=== Aim of the exercise ===
List every indicator the indicator correlations page below names.

=== Passage ===
Indicator Correlations

Code
pacman::p_load(
  dplyr,
  conflicted,
  tidyr,
  tibble,
  stringr,
  purrr,
  tidyr,
  ggplot2,
  plotly,
  reshape,
  Hmisc,
  viridisLite,
  reactable
)
source('dev/get_reactable.r')
conflicts_prefer(
  dplyr::select(),
  dplyr::filter(),
  dplyr::summarize(),
  .quiet = TRUE
)

This page will explore the Pearson correlations between variables at the indicator level. Note that indicators have already been recoded as necessary such that they all point in the desirable direction. For example, the negative correlation between carbon fluxes (CO2 emissions from agriculture) and total quantity food products (animal and crop sales) means that as food production increases (good), carbon fluxes increase (bad).

These negative correlations between indicators in different dimensions are to be expected. More problematic are the positive correlations between indicators in different dimensions, like operations diversification and value-added markets. This might suggest there are omitted variables, or that certain facets of the food system are being double-counte

We are using only the latest time point for each metric available. Dimensions are represented by colors, and divided by black lines in the matrix. Hovering over the diagram will show a tooltip with the correlation coefficient and p-value.

=== Dataset excerpt ===

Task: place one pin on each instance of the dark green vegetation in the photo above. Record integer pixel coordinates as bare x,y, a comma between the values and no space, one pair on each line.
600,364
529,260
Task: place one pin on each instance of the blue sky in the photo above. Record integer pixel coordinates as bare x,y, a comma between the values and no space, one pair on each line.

=== Completed task ===
- Carbon fluxes (CO2 emissions from agriculture)
- Total quantity food products (animal and crop sales)
- Operations diversification
- Value-added markets